ホトトギスの表記をめぐる文章の、「Posted by 遊行七恵」から始まり「鶯と目白は、結構間違えていたんじゃないでしょうか〜?」で終わる部分を、「目白」を「メジロ」に置き換えて書き直してください。

**ページ抜粋**
+++++
そのホトトギスの声でいきなり起こされて、この時間に書き込むわたしです。
不如帰・杜鵑・時鳥・子規・郭公・・・
牧野博士の気持ちもよくわかりますが、最近はどちらもステキ、と思ったりします。

それにしても字面のイメージが全て違います。
・不如帰・・・悲恋の物語。(泣いて血を吐く)
・杜鵑・・・月下の剣士。(杜鵑一声など)
・時鳥・・・芝居の可哀想な腰元。(時鳥殺し)
・子規・・・俳句をひねらぬといかんぞな。
カッコウもカッコー表示がありますし、ニホンゴはやっぱり難しいですね。
・カッコウ・・・宮沢賢治風。
・カッコー・・・ジャック・ニコルソン。「カッコーの巣の上で」

どちらにしろ、もう一度寝直します。
Posted by 遊行七恵 at 2009年06月25日 05:07
◆幽黙さん
 ♪ブッポウソウ〜と鳴かないあの鳥を何故「仏法僧」だと
思ったのか…、そこの所が疑問です。 
コノハズク(声のブッポウソウ)が鳴くのは夜で、その時
昼間の鳥で黒っぽい仏法僧の姿は見えない筈なのに…。

 鶯と目白は、結構間違えていたんじゃないでしょうか〜?
+++++
**抜粋データ**

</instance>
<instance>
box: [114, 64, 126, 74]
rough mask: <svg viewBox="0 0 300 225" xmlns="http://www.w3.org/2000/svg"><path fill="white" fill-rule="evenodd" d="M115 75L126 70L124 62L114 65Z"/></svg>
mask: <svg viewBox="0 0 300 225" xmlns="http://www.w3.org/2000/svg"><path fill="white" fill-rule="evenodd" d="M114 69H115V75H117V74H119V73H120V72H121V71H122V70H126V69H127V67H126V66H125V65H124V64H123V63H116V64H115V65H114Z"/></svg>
+++++
**期待される出力**
Posted by 遊行七恵 at 2009年06月25日 05:07
◆幽黙さん
 ♪ブッポウソウ〜と鳴かないあの鳥を何故「仏法僧」だと
思ったのか…、そこの所が疑問です。 
コノハズク(声のブッポウソウ)が鳴くのは夜で、その時
昼間の鳥で黒っぽい仏法僧の姿は見えない筈なのに…。

 鶯とメジロは、結構間違えていたんじゃないでしょうか〜?